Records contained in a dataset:
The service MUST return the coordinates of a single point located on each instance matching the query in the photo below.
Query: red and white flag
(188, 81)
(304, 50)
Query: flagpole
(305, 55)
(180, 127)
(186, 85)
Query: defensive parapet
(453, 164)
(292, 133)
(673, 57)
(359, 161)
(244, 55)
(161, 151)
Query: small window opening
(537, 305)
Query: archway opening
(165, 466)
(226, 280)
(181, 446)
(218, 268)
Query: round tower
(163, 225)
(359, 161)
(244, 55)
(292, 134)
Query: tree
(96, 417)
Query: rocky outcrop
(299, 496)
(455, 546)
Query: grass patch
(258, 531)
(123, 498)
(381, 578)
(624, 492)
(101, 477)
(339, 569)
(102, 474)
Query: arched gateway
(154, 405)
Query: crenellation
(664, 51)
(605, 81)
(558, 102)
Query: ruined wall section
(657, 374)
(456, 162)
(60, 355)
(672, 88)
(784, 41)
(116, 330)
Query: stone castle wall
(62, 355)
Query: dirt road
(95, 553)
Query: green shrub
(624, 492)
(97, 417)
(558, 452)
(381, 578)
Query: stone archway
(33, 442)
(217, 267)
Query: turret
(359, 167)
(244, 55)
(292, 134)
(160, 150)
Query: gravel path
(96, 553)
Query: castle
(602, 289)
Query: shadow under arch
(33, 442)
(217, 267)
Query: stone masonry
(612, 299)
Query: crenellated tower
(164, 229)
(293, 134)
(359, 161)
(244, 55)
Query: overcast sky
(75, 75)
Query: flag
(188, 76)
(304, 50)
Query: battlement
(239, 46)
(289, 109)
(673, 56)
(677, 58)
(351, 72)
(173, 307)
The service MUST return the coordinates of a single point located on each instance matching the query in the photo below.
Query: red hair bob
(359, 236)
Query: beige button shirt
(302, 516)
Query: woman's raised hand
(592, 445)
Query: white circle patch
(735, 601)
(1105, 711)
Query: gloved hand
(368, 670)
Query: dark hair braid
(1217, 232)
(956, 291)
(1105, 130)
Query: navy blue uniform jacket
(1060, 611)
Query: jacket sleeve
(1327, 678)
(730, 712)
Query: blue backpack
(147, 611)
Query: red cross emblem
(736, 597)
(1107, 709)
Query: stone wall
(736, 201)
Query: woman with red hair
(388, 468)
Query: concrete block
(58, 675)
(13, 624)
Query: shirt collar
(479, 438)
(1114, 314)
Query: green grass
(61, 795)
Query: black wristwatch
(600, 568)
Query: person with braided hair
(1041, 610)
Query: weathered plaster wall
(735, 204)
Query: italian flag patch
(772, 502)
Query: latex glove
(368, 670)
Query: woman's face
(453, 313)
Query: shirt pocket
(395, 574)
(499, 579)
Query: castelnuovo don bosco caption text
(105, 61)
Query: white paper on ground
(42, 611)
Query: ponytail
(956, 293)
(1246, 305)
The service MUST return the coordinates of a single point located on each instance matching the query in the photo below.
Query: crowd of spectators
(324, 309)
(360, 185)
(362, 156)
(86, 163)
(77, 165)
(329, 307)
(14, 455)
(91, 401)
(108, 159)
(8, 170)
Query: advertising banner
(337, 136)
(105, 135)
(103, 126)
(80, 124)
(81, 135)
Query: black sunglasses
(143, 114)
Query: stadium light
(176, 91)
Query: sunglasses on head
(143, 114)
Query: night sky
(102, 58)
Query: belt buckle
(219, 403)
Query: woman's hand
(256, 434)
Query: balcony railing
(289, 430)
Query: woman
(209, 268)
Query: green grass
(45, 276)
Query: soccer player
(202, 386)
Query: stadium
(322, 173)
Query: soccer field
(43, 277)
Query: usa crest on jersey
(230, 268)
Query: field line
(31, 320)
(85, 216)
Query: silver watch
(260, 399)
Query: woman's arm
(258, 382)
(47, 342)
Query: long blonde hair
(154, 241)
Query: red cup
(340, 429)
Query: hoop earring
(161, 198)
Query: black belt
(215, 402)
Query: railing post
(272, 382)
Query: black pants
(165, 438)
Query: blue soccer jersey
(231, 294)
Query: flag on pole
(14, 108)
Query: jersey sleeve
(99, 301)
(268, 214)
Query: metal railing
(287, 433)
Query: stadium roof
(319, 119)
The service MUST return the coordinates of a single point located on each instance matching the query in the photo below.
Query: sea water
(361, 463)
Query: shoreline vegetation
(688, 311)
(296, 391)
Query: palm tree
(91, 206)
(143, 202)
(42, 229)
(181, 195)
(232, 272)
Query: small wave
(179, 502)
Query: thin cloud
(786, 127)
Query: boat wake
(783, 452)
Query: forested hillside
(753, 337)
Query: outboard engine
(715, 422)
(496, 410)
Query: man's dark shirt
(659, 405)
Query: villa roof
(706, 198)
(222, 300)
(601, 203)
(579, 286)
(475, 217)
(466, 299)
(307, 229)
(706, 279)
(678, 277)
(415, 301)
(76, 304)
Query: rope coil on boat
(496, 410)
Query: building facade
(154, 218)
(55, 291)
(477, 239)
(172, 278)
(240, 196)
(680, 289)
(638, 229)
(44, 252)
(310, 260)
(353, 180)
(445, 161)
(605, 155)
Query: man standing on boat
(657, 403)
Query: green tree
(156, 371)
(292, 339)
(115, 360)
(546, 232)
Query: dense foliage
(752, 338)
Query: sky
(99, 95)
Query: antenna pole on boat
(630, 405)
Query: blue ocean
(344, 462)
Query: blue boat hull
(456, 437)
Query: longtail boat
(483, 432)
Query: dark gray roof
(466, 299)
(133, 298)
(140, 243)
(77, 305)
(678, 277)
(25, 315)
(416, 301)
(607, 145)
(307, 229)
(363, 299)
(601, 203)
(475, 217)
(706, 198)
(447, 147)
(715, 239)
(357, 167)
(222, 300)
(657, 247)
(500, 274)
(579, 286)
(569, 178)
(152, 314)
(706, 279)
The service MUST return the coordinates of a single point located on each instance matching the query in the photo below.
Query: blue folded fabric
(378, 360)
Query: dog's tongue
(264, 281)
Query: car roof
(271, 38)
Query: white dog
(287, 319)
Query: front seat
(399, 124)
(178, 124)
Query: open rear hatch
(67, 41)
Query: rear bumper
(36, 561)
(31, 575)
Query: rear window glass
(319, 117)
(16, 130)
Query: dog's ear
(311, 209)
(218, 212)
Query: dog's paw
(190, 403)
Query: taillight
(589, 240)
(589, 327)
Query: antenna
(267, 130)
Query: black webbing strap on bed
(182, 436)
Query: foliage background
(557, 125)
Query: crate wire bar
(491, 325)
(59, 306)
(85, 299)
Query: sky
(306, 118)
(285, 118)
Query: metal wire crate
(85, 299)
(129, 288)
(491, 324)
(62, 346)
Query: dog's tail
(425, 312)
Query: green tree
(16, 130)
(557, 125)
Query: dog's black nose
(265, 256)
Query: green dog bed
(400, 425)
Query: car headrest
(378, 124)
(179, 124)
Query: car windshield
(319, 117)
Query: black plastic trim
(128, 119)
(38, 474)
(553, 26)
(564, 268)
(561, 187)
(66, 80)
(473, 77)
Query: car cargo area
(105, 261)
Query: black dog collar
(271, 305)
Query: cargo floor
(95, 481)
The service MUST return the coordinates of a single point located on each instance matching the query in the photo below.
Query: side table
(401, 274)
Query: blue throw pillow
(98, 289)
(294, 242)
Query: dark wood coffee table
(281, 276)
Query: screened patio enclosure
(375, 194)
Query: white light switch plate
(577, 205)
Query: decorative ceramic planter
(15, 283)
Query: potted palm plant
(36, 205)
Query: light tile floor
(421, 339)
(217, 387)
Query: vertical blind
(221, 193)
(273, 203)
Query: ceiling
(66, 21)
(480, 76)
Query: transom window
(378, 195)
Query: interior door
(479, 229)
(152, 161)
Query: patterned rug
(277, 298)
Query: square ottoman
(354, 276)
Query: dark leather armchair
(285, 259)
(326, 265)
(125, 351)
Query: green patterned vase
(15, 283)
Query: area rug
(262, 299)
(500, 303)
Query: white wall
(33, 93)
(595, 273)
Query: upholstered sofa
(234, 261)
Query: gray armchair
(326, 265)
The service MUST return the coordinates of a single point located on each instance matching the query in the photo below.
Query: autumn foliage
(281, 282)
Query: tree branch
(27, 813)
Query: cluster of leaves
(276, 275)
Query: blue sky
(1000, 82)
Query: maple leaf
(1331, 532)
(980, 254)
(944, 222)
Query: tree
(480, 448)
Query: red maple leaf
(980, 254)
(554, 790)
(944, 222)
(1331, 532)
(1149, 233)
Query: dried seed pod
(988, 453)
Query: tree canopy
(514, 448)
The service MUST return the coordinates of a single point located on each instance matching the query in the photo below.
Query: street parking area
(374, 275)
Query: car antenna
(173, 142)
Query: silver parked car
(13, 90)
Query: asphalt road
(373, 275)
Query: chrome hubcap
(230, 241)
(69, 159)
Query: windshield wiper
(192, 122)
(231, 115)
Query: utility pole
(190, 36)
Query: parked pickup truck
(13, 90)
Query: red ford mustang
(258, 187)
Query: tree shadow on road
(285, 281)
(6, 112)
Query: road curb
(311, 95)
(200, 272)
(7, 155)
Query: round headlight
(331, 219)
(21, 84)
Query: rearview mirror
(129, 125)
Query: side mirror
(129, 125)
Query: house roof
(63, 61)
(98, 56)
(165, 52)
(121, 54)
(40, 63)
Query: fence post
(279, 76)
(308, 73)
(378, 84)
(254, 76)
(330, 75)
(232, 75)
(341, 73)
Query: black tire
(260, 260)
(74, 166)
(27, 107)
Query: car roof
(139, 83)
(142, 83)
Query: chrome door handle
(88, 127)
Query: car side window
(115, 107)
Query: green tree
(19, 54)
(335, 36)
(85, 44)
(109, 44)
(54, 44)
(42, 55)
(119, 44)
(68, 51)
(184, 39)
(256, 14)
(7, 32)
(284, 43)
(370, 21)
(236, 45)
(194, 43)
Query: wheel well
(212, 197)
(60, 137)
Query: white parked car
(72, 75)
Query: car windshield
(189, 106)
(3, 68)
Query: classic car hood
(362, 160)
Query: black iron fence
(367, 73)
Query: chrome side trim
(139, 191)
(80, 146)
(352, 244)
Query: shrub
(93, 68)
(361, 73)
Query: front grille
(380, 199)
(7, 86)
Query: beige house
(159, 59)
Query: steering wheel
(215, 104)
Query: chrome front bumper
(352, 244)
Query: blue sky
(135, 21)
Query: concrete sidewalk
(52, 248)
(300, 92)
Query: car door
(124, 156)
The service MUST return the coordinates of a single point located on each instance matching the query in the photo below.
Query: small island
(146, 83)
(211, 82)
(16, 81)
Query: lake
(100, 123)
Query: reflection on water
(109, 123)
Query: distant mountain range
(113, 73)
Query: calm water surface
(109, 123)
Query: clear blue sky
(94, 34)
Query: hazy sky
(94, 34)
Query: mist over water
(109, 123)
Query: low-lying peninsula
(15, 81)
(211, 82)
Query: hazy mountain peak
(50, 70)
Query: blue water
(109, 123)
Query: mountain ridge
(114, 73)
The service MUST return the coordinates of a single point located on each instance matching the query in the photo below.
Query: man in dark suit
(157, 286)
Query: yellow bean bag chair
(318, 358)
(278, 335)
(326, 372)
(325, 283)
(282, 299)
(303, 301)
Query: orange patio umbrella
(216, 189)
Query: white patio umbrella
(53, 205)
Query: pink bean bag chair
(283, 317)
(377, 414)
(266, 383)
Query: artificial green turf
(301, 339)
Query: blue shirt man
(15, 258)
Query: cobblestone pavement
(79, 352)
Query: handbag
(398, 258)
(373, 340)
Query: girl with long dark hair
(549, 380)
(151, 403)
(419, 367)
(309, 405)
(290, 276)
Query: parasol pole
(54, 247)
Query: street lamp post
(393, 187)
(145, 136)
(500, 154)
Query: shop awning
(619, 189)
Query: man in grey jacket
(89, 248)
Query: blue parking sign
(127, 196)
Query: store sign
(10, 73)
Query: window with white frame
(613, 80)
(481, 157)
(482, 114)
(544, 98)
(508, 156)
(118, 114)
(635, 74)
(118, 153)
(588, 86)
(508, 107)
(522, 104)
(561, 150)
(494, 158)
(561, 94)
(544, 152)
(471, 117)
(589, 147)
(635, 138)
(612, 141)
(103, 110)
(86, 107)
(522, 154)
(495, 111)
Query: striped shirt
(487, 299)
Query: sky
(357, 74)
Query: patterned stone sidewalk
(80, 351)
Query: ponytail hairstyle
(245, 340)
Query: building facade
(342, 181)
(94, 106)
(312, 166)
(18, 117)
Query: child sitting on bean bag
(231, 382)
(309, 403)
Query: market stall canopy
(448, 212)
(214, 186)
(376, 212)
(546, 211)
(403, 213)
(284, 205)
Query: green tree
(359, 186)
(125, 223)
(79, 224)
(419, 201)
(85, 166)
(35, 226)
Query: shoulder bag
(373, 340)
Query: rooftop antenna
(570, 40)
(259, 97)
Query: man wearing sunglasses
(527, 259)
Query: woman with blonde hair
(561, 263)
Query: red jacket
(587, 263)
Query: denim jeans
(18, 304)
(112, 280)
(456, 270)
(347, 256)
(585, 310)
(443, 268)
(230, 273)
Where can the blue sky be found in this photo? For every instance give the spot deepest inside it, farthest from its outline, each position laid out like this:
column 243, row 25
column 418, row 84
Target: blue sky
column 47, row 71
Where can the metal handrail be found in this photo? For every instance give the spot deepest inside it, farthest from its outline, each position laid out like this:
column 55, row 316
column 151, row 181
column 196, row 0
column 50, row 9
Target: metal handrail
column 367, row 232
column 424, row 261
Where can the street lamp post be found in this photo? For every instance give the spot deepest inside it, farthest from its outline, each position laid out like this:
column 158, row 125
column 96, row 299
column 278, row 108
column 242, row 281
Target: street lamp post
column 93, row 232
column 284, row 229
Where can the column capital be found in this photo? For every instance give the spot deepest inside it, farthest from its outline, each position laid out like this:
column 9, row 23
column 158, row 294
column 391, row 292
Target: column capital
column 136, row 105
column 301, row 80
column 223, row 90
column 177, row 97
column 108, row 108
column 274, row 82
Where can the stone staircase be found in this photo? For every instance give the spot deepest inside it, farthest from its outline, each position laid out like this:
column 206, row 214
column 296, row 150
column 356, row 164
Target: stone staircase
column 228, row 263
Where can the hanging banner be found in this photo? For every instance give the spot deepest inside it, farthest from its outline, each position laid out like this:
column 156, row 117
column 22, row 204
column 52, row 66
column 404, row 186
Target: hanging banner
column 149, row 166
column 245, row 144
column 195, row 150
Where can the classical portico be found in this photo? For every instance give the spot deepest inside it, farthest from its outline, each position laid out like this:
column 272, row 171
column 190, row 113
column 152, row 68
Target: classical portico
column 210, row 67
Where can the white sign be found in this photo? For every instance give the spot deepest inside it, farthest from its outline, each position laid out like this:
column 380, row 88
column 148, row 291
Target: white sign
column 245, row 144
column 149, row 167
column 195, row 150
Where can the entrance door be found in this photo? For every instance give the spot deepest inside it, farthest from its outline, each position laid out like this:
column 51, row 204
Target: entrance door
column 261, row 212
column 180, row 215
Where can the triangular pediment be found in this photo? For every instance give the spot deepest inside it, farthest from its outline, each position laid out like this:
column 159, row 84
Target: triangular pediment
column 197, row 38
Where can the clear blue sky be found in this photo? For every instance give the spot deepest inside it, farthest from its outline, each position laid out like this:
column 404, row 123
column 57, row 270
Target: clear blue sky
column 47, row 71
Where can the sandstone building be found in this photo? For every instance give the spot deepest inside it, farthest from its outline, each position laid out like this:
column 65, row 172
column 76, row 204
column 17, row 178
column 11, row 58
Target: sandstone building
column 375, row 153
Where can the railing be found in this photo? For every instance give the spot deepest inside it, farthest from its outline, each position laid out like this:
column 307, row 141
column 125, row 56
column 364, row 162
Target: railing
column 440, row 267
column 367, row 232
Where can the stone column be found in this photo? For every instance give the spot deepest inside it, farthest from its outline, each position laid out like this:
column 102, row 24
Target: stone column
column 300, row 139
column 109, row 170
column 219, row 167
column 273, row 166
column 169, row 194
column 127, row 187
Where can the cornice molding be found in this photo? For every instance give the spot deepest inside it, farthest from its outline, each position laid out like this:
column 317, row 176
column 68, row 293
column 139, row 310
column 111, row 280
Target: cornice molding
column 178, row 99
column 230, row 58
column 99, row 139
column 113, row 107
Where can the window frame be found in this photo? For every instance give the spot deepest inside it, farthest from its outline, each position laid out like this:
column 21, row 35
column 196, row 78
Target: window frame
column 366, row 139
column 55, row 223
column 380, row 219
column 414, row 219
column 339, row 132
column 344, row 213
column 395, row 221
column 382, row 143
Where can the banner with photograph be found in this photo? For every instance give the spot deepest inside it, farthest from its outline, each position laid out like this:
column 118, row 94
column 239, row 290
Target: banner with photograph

> [Problem to work on] Only the number is needed here: how many lines in the data contain "photograph"?

> [Solution to this task] 2